**Description of the task**
Rewrite the entries from the line containing "Task: find the spectator" through the end of the entries, replacing "spectator" with "onlooker" and leaving everything else the same.

━━━ Rows

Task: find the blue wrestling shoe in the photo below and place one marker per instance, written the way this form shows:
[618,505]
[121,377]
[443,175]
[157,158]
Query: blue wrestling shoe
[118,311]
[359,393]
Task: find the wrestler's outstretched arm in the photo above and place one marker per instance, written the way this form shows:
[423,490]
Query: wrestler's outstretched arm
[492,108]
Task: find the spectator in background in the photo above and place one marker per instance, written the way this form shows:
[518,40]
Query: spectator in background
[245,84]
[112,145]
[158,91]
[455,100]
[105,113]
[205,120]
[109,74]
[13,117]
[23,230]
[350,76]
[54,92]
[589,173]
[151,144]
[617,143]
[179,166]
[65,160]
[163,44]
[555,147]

━━━━━━

**Correct response**
Task: find the onlooker in background in the photo above and place one marker per instance, written the way this form shows:
[518,40]
Query: onlooker in background
[245,84]
[112,145]
[158,91]
[455,100]
[105,113]
[205,120]
[109,74]
[13,117]
[23,230]
[350,76]
[54,92]
[589,173]
[151,144]
[617,143]
[179,166]
[65,160]
[163,44]
[555,147]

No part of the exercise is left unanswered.